In spite of “widespread approval” of last year’s Medicaid expansion in the state, Louisianans largely have an unfavorable and deeply divided view of the Affordable Care Act (ACA), according to The Louisiana Survey 2017’s fifth report released today by the Reilly Center for Media and Public Affairs.

The survey shows that overall 72 percent of Louisiana respondents approve of the state’s expansion of its Medicaid program, while less than 50 percent have a favorable opinion of the ACA, which provided for the expansion.

Nevertheless, in the last three years more Louisianans have signaled they approve of the federal health care law, which has been nicknamed Obamacare.
The health care canvass, the fifth part of a broader scientific telephone survey 1,012 adults conducted by the LSU Reilly Center’s Public Policy Lab more than a month ago, carries a margin of error of 3.1 percentage points.

More than half of the respondents who identified themselves as black or other non-white races - expressed a favorable opinion of the ACA — 77 percent and 54 percent, respectively — compared to 29 percent of white respondents. A little more than half of those who make under $50,000 a year favor the federal ACA coverage some 60 percent of those who earn more than $50,000 have an unfavorable view.

=== PROVIDED INFORMATION ===
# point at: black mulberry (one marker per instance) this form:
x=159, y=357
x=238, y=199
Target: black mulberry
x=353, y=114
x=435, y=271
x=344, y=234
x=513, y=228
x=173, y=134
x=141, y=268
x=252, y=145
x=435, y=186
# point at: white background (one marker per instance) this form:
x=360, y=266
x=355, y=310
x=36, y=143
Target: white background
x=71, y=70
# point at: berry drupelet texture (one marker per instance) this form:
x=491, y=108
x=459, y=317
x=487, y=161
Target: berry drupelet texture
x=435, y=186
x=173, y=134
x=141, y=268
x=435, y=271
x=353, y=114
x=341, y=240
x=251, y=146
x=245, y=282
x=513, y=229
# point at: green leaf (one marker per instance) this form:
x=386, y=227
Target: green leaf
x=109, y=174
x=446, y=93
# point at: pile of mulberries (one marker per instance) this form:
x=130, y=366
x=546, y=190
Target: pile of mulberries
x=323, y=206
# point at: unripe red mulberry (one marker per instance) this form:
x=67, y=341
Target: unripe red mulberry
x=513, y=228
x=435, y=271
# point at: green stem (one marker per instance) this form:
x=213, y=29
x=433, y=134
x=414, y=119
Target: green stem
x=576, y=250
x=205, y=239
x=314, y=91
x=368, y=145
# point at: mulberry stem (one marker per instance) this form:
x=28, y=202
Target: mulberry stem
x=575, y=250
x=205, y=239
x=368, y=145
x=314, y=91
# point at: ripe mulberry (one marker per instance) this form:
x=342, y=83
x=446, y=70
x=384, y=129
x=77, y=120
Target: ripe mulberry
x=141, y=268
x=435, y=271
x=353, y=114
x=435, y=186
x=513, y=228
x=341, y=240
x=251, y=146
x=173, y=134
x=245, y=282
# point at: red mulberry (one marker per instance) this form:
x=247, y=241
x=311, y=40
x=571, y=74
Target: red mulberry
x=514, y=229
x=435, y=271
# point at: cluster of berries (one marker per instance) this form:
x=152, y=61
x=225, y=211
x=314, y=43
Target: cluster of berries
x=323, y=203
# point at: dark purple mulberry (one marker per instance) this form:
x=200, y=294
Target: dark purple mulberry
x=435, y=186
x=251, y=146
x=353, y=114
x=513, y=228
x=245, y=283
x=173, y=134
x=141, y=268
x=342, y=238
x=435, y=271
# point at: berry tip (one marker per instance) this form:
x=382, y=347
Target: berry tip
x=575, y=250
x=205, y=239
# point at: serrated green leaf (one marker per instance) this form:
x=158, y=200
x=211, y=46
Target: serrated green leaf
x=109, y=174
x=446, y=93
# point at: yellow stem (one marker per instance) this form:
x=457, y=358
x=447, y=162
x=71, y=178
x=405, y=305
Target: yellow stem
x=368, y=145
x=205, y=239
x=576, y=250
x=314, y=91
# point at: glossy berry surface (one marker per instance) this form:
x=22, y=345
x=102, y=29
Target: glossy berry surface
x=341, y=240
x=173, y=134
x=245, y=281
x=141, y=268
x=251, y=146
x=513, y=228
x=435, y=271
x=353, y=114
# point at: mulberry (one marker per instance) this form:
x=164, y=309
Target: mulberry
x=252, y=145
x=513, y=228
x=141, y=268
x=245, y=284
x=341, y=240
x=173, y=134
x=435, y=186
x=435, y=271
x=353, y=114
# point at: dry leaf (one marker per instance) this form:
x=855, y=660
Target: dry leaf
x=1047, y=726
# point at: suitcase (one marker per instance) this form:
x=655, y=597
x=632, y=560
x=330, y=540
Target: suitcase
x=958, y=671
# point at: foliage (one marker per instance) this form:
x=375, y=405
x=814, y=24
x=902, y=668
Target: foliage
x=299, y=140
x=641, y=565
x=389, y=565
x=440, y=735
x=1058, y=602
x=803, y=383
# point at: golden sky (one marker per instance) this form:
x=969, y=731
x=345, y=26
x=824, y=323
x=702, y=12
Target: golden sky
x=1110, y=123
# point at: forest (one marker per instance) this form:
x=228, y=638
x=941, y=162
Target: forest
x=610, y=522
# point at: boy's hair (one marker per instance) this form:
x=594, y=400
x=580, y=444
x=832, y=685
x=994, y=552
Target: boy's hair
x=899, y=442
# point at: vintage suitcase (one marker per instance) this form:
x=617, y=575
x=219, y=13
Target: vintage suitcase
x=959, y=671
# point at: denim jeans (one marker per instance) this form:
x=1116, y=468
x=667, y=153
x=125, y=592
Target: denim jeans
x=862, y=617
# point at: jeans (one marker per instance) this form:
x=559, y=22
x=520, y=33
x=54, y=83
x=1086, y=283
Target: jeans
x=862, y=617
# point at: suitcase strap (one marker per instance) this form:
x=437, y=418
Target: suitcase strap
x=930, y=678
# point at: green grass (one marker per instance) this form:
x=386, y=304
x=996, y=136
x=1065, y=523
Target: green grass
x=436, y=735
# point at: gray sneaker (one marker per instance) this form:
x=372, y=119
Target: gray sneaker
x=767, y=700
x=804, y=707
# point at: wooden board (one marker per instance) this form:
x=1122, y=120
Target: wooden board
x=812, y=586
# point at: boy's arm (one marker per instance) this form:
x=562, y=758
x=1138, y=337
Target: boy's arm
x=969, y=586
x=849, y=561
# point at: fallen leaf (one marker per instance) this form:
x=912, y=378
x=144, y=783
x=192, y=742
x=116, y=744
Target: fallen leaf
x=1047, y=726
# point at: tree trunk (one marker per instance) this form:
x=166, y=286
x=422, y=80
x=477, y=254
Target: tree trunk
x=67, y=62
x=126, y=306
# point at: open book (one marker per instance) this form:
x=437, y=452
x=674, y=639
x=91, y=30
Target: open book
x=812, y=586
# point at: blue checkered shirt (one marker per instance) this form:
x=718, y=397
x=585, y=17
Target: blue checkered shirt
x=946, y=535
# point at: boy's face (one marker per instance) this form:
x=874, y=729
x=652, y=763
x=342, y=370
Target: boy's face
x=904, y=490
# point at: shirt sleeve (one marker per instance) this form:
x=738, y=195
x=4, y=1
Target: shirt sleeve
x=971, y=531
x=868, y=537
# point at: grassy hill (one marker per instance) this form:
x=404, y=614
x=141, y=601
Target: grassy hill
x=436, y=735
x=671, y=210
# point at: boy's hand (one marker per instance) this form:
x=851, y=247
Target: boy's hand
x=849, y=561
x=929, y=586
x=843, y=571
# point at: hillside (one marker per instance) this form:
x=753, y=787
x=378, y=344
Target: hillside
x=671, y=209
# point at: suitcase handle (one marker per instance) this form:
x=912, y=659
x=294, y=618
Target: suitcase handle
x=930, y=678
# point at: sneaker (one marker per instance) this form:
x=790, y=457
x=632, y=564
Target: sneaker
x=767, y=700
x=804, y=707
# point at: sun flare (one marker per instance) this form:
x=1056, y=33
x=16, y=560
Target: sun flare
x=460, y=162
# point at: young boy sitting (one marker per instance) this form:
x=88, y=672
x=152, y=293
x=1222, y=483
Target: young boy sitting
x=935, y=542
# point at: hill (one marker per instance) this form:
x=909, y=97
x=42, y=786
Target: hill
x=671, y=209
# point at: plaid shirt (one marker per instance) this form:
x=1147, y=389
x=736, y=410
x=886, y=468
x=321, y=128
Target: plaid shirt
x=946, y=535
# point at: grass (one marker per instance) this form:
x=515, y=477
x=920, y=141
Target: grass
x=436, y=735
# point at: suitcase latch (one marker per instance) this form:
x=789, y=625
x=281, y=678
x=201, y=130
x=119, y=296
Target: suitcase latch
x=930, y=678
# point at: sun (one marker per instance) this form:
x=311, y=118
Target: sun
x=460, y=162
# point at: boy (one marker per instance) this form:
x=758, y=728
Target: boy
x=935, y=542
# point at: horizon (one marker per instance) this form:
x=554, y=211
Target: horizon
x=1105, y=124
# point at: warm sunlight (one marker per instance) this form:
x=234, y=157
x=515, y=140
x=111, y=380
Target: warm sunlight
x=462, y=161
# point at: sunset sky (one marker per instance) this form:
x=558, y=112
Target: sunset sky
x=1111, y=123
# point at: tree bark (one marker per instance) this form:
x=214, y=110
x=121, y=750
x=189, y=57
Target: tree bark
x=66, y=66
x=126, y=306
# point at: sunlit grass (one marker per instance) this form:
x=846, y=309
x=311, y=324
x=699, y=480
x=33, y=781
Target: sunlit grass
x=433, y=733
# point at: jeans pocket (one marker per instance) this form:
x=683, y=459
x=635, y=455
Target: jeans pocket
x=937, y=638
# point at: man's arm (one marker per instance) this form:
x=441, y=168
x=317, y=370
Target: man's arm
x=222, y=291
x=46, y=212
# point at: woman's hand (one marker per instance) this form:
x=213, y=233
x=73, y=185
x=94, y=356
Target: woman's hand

=== PARTS OF THE EXERCISE ===
• a. In the Louisiana health care survey report, what share of respondents approve of the state's Medicaid expansion?
• b. Carry on the Louisiana health care survey report from its final sentence.
Nothing in the material matters for this work.

=== ANSWERS TO THE TASKS ===
• a. 72 percent

• b.
A 40 percentage point gap notwithstanding between Democrats and Republicans on approval of Medicaid expansion, a majority of both parties — 91 percent and 51 percent, respectively — expressed approval.

However, the Affordable Care Act itself provided the starkest divide between those who identified themselves Republican or Democrat. Some three in four Democrats had a favorable opinion of the ACA while fewer than one in 10 Republicans liked it, a 68 percent spread.

The survey also tested public opinion of the ACA based on how it was defined for survey respondents, illustrating that mention of the fact that the ACA allowed for Medicaid expansion did little to change opinions of the overall law.

The Louisiana Survey also gauged public opinion regarding the ACA in 2014. Comparison shows an increase in favorable opinions.

The overall portion of respondents who expressed an unfavorable opinion of the ACA decreased between 2014 and 2017 by 18 percentage points. Favorable opinions of the ACA among Democrats increased by 31 percentage points, but there was little change among Republicans with unfavorable opinions of the law, which remained above 70 percent both years.